### Recorded data
▽

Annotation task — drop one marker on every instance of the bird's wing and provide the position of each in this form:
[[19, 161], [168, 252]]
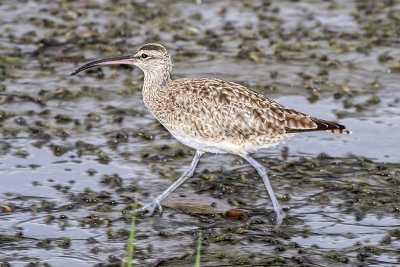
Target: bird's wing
[[229, 109]]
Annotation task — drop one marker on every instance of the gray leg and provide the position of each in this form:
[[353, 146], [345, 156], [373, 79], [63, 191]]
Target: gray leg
[[186, 175], [263, 173]]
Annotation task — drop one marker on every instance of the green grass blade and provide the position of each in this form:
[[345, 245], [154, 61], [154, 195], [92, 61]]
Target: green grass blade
[[131, 240], [197, 263]]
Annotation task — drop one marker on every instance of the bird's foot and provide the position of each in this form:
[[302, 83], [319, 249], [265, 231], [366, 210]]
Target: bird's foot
[[149, 209]]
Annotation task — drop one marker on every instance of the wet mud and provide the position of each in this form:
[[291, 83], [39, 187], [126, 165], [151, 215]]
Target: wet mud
[[77, 152]]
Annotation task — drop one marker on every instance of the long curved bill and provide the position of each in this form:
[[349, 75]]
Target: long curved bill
[[106, 61]]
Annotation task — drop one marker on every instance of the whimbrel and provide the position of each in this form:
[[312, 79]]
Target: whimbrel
[[212, 115]]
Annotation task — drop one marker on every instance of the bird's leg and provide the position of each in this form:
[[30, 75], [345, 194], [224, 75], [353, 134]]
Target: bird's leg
[[150, 207], [263, 173]]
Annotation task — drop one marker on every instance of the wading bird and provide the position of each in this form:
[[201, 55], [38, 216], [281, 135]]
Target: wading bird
[[212, 115]]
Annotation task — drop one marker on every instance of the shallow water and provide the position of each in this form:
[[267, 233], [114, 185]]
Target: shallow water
[[61, 135]]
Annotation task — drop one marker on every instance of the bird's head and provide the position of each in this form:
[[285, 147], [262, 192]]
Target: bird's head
[[151, 58]]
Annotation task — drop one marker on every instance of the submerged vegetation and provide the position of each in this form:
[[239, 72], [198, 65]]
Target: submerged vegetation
[[74, 156]]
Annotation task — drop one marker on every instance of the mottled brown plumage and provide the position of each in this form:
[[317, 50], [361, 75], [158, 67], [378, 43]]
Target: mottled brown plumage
[[213, 115]]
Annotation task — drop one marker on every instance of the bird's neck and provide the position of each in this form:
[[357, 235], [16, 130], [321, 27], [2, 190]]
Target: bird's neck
[[156, 79], [153, 88]]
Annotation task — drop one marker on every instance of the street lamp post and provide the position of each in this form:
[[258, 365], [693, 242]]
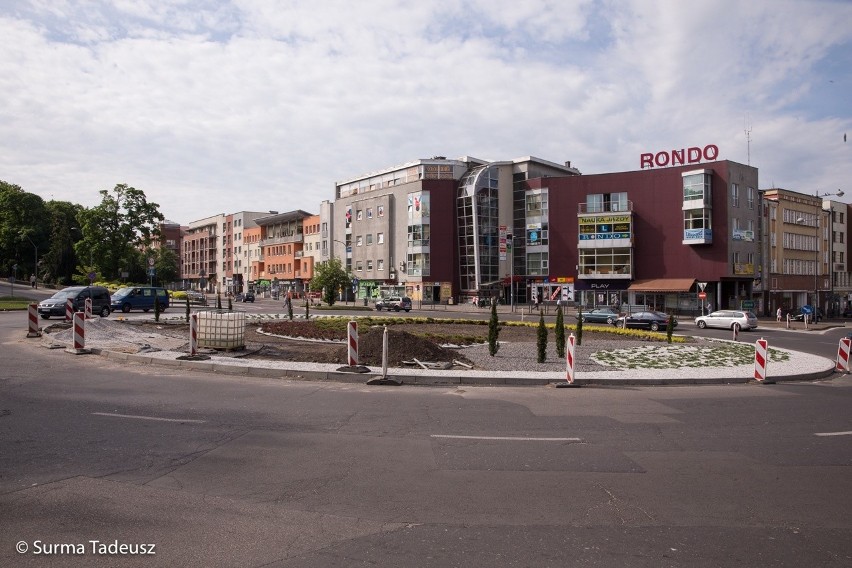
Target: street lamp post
[[510, 241], [35, 266]]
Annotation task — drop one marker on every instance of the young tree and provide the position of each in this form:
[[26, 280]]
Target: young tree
[[330, 277], [559, 332], [542, 338], [493, 331]]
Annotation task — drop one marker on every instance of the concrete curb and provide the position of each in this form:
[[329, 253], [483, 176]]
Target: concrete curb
[[228, 366]]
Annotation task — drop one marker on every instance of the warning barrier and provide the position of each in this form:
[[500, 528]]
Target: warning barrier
[[32, 318], [570, 344], [843, 355], [193, 335], [79, 332], [352, 332], [761, 348]]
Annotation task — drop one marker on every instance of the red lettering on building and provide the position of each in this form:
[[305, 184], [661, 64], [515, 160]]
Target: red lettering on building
[[691, 155]]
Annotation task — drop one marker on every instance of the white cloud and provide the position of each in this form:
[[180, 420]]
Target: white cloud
[[215, 107]]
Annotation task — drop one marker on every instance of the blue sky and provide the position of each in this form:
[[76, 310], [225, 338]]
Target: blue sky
[[220, 106]]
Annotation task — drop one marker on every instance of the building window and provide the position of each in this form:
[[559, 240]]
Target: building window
[[537, 263]]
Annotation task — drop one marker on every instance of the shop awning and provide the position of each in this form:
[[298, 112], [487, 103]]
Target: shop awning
[[662, 285]]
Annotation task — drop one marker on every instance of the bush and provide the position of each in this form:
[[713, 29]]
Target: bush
[[493, 331], [559, 332], [542, 338]]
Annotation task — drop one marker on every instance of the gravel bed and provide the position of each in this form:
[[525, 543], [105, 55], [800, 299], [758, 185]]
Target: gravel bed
[[521, 356]]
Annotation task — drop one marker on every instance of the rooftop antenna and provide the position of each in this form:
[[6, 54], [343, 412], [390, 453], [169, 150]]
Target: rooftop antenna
[[748, 137]]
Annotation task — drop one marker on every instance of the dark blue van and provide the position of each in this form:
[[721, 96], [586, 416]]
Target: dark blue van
[[139, 298]]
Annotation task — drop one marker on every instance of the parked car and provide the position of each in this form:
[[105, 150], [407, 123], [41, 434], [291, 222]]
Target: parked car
[[139, 298], [55, 305], [728, 319], [394, 303], [797, 315], [600, 315], [645, 320]]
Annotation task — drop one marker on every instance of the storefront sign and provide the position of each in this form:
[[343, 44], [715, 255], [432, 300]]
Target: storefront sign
[[692, 155]]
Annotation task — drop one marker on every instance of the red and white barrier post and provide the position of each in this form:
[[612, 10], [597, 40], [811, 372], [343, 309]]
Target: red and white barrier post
[[843, 355], [193, 335], [32, 318], [352, 333], [79, 328], [761, 358], [570, 344]]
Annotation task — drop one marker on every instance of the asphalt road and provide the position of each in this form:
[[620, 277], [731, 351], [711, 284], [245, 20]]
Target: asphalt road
[[229, 471]]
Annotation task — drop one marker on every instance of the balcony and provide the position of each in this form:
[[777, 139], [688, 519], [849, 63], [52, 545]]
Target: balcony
[[294, 238]]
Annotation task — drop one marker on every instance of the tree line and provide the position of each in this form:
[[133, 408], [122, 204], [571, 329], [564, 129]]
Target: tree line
[[63, 242]]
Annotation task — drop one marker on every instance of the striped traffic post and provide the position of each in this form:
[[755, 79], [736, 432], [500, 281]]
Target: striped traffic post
[[760, 359], [843, 355], [32, 318], [569, 357], [80, 333], [352, 333], [193, 335]]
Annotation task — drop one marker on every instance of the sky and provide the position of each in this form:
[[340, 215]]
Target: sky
[[252, 105]]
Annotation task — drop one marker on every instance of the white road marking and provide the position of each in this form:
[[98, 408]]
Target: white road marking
[[149, 417], [510, 438]]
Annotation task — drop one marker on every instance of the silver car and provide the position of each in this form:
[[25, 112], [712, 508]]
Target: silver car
[[728, 319]]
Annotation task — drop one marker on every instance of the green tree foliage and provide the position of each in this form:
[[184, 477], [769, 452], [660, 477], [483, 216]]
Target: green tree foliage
[[330, 277], [115, 231], [493, 331], [542, 338], [23, 226], [559, 332], [59, 260]]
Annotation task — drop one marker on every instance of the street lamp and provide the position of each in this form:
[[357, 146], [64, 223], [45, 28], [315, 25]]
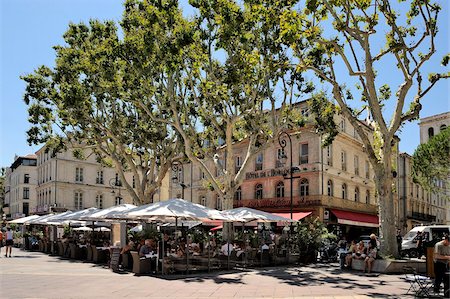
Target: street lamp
[[176, 168], [115, 183], [282, 137]]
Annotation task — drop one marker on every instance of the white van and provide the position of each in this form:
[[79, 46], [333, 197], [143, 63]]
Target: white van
[[430, 233]]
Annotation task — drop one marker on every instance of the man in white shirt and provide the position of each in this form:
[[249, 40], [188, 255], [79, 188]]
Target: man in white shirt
[[227, 248], [9, 241]]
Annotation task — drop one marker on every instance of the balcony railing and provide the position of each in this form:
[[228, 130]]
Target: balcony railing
[[422, 217], [284, 203]]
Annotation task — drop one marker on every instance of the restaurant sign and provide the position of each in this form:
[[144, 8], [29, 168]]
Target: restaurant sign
[[267, 173]]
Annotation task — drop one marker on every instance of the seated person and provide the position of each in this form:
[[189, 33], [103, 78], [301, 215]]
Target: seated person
[[226, 249], [370, 258], [361, 251], [145, 249], [350, 253]]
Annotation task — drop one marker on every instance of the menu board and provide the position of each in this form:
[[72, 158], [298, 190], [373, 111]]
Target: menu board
[[115, 257]]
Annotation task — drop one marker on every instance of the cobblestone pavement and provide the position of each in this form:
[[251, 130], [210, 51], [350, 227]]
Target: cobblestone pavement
[[38, 275]]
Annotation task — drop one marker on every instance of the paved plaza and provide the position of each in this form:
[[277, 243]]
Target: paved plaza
[[38, 275]]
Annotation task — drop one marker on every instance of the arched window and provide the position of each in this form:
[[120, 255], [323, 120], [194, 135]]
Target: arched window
[[330, 188], [356, 194], [279, 190], [258, 191], [238, 194], [304, 187], [430, 132], [344, 191]]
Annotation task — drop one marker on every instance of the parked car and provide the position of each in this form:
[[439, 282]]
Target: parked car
[[430, 234]]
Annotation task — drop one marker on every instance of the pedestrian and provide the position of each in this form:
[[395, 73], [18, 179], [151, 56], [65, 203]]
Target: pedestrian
[[441, 264], [9, 241], [399, 242], [419, 244], [1, 240]]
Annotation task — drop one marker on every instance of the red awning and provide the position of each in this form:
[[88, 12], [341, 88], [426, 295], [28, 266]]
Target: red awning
[[295, 216], [355, 218], [216, 228]]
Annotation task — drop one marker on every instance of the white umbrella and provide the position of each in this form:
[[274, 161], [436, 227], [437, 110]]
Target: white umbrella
[[245, 214], [77, 215], [97, 229], [172, 209], [24, 219], [106, 213]]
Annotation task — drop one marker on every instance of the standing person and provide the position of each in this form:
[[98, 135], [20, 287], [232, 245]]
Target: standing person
[[399, 242], [441, 262], [9, 241], [419, 244]]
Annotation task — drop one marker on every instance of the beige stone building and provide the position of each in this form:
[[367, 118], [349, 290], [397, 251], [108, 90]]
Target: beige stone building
[[334, 183], [20, 183], [430, 126], [416, 206], [67, 183]]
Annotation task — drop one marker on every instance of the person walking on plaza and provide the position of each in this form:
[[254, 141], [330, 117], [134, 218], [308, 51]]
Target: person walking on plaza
[[441, 263], [9, 241], [1, 240]]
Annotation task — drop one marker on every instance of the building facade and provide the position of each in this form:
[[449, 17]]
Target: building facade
[[416, 206], [65, 182], [333, 183], [430, 126], [20, 186]]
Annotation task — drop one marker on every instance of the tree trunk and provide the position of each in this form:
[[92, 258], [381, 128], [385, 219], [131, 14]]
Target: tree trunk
[[228, 229], [384, 184]]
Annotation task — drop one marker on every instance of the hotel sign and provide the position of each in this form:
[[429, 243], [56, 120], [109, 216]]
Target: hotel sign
[[267, 173]]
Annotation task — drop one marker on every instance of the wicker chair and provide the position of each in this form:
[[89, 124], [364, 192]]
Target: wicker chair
[[140, 266]]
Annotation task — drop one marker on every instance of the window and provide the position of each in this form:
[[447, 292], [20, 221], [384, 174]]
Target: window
[[26, 208], [356, 164], [237, 163], [304, 187], [118, 182], [356, 194], [218, 203], [26, 193], [258, 191], [344, 191], [281, 158], [329, 155], [79, 175], [367, 169], [78, 200], [279, 190], [430, 132], [118, 200], [99, 201], [344, 161], [330, 188], [99, 179], [304, 153], [342, 125], [203, 200], [238, 194], [259, 162]]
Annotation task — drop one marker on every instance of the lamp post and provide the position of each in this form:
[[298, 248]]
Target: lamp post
[[176, 167], [114, 183], [283, 136]]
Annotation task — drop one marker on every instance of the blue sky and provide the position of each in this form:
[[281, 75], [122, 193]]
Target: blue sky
[[29, 29]]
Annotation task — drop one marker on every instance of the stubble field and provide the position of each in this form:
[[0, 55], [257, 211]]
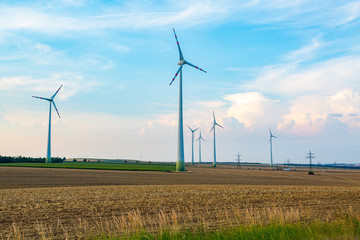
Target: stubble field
[[58, 203]]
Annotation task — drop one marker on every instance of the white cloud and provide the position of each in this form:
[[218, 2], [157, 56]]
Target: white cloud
[[296, 80], [252, 109], [186, 13], [305, 53], [310, 114]]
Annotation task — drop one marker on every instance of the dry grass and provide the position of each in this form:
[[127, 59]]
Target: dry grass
[[50, 213]]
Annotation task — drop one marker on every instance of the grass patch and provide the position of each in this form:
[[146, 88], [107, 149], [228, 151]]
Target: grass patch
[[97, 166], [345, 228]]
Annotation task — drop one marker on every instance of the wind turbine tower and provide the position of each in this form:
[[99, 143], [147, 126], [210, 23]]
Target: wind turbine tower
[[239, 159], [270, 141], [310, 156], [51, 100], [199, 139], [213, 128], [180, 163], [192, 144]]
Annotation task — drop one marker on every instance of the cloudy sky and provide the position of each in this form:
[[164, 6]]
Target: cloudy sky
[[293, 66]]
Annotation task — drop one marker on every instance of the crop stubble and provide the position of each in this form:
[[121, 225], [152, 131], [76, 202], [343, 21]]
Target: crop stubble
[[187, 205]]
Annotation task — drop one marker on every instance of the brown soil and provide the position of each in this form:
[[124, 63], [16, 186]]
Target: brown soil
[[33, 197], [16, 177]]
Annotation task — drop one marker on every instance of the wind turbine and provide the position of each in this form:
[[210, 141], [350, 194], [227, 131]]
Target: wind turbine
[[180, 164], [192, 144], [270, 141], [199, 139], [213, 128], [51, 100]]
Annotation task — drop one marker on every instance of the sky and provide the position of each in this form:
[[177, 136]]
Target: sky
[[292, 66]]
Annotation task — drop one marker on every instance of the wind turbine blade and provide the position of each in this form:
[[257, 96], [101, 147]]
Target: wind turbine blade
[[56, 92], [42, 98], [218, 125], [194, 66], [56, 109], [180, 53], [175, 75]]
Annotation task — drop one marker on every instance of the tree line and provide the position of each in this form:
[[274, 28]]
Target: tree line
[[9, 159]]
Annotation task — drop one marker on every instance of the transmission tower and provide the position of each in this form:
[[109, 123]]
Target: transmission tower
[[310, 156], [239, 158]]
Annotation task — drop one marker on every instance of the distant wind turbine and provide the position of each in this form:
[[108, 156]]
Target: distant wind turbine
[[270, 141], [51, 100], [180, 164], [213, 128], [192, 144], [199, 139]]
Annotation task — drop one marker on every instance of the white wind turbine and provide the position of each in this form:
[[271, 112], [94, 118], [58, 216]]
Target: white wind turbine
[[270, 141], [192, 144], [213, 128], [180, 163], [199, 139], [51, 100]]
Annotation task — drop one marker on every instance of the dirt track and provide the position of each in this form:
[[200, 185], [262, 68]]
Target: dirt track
[[14, 178]]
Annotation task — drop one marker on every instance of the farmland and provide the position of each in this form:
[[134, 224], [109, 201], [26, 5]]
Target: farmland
[[59, 203], [98, 166]]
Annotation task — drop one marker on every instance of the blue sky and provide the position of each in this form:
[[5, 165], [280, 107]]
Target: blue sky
[[293, 66]]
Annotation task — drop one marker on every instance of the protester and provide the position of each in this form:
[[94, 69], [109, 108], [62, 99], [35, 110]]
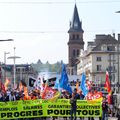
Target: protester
[[104, 109], [73, 102]]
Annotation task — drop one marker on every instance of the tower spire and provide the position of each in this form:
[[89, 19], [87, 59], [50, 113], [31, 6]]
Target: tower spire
[[75, 23]]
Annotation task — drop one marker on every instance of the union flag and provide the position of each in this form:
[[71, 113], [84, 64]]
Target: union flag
[[107, 83]]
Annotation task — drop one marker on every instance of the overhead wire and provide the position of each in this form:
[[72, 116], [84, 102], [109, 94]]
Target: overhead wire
[[53, 2]]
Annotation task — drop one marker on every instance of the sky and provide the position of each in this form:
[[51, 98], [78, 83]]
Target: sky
[[39, 28]]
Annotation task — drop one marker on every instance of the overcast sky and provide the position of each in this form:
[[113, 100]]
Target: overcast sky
[[39, 27]]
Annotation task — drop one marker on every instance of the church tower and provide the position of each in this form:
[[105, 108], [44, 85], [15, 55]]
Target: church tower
[[75, 43]]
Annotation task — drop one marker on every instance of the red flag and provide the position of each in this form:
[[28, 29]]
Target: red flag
[[2, 87], [107, 83], [48, 93]]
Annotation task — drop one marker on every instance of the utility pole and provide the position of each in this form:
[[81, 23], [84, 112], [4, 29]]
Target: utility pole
[[14, 57], [4, 56]]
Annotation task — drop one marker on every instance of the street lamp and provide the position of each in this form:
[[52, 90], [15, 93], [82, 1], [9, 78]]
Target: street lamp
[[5, 53], [14, 58]]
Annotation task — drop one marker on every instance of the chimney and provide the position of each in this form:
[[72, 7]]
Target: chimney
[[118, 37]]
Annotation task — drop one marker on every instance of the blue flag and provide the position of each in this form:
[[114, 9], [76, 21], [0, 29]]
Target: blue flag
[[64, 80], [83, 84], [56, 86]]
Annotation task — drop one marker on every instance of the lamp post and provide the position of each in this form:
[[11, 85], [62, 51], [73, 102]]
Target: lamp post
[[5, 53], [14, 70]]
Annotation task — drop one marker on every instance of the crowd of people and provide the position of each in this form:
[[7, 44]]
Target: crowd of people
[[24, 94]]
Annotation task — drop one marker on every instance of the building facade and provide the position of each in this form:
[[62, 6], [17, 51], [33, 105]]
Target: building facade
[[101, 55], [75, 43], [22, 72]]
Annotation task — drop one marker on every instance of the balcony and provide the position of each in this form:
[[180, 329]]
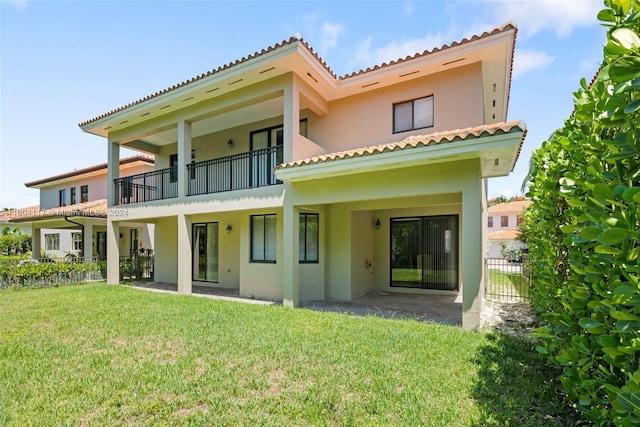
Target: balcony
[[241, 171]]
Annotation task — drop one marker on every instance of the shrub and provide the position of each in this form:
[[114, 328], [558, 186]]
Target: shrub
[[583, 233]]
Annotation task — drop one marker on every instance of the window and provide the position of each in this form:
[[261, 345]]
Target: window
[[308, 248], [52, 242], [263, 238], [173, 164], [133, 241], [415, 114], [62, 197], [76, 241]]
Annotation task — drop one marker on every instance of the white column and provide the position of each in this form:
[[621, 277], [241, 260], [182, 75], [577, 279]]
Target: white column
[[184, 254], [184, 156], [471, 262], [113, 252], [291, 118], [87, 241], [36, 239], [113, 170], [290, 263]]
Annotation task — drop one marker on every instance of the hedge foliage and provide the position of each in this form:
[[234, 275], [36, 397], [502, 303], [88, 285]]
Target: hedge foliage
[[583, 233]]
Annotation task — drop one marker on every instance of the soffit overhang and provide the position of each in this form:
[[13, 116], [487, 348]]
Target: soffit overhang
[[497, 147]]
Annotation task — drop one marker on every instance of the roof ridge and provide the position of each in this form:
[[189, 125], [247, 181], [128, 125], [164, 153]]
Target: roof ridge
[[298, 39]]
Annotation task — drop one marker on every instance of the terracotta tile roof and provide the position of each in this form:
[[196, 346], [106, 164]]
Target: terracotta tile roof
[[417, 141], [503, 28], [125, 160], [93, 209], [504, 235], [515, 206]]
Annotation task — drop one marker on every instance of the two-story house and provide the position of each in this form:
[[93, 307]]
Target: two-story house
[[503, 221], [71, 218], [280, 179]]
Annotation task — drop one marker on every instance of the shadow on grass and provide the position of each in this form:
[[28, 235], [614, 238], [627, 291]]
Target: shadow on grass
[[516, 388]]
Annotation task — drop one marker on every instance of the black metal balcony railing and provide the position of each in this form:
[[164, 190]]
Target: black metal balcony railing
[[145, 187], [246, 170]]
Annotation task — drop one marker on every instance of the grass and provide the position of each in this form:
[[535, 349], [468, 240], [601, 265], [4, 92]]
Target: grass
[[110, 355]]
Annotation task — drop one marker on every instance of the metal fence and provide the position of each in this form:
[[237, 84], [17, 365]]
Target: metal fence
[[506, 281], [43, 272], [17, 272]]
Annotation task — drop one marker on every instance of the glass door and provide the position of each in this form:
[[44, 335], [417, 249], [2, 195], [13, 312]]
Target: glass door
[[205, 254], [424, 252]]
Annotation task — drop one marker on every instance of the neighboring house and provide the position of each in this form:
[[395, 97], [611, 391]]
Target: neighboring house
[[280, 179], [503, 220], [71, 218]]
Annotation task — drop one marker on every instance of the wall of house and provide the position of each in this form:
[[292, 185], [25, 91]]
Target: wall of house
[[166, 250], [367, 119], [97, 182]]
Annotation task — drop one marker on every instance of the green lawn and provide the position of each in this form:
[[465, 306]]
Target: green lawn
[[111, 355]]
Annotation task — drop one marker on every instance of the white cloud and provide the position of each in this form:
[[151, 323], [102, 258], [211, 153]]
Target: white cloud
[[527, 60], [533, 16], [329, 33], [365, 56]]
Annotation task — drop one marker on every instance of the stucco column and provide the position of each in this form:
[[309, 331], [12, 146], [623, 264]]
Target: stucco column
[[113, 170], [471, 261], [290, 244], [291, 118], [113, 252], [87, 242], [184, 156], [36, 239], [184, 254]]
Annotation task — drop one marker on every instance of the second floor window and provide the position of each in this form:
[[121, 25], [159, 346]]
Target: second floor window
[[414, 114], [76, 241], [62, 197]]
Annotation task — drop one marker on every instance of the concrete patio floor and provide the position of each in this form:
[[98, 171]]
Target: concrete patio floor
[[446, 309]]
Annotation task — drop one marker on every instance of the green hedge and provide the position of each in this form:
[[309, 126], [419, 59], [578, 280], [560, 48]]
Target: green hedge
[[583, 232]]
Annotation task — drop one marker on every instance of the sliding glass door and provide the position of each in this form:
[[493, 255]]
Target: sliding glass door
[[424, 252], [205, 252]]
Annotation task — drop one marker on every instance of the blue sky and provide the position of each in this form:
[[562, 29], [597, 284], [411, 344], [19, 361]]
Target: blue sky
[[64, 62]]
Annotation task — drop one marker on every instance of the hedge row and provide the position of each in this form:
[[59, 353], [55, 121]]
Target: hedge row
[[583, 232]]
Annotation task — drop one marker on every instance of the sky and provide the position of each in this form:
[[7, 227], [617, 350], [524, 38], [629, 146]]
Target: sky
[[63, 62]]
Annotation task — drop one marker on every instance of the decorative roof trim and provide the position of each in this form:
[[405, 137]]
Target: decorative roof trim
[[503, 28], [125, 160], [415, 142]]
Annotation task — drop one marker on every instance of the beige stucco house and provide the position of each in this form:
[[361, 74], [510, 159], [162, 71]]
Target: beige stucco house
[[71, 218], [280, 179], [503, 221]]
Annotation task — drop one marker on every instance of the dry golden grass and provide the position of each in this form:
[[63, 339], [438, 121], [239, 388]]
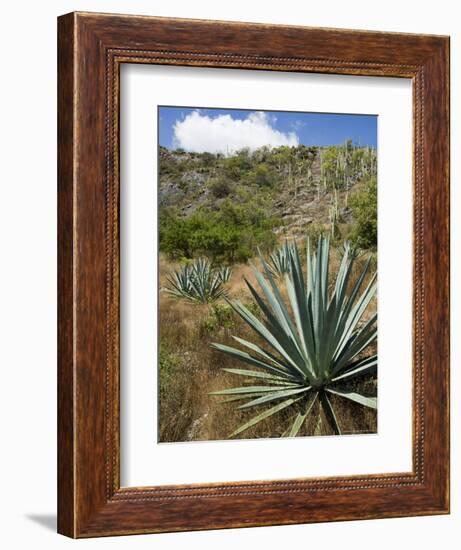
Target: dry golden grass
[[190, 369]]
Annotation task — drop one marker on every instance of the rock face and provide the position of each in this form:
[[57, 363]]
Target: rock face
[[186, 183]]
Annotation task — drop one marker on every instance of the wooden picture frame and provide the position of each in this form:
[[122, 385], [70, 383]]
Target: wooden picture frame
[[91, 49]]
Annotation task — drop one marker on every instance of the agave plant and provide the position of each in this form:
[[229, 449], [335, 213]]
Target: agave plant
[[314, 341], [279, 260], [199, 282]]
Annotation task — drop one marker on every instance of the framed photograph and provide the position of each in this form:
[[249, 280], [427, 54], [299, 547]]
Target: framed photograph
[[253, 275]]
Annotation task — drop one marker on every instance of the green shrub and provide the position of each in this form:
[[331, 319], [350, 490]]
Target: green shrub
[[168, 362]]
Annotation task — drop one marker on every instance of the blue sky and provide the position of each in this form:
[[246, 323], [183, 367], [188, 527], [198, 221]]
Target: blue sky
[[227, 130]]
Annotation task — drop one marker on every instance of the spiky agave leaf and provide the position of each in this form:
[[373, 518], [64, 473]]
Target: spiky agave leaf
[[199, 282], [312, 342]]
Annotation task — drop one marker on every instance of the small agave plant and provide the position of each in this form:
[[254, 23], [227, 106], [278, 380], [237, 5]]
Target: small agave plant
[[314, 341], [199, 282], [279, 260]]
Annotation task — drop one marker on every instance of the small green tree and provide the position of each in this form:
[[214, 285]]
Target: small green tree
[[364, 205]]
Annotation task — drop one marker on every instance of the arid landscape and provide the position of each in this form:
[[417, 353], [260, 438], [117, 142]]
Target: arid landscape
[[226, 220]]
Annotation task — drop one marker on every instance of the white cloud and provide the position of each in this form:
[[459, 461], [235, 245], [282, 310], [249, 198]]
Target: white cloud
[[224, 134]]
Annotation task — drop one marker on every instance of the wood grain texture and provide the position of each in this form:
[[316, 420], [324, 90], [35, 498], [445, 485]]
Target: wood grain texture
[[91, 49]]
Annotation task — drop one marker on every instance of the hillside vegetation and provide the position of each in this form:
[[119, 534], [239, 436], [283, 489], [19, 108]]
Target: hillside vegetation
[[228, 209], [225, 207]]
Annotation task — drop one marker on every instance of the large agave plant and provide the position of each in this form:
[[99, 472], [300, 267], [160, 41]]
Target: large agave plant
[[314, 341], [199, 282]]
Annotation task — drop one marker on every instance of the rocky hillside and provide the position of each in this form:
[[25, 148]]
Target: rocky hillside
[[294, 190]]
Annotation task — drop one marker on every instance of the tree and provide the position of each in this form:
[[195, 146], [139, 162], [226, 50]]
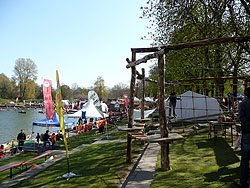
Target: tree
[[78, 92], [25, 71], [6, 87], [100, 88], [184, 21]]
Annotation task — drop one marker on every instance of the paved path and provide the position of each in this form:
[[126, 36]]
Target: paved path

△

### Short exercise
Reproduce the lines of the records above without changes. Start at the line that contains "of the hillside" and stop after the line that contains "[[314, 341], [199, 282]]".

### Solution for this problem
Annotation task — drop one marker on every instance of the hillside vegetation and provide the position of each in this form:
[[119, 534], [239, 436], [283, 489], [19, 108]]
Target: hillside vegetation
[[228, 209], [225, 207]]
Annotation task — drop one marker on every instance of the large agave plant and provide the position of each in this form:
[[99, 472], [300, 267], [160, 41]]
Target: large agave plant
[[314, 341], [199, 282]]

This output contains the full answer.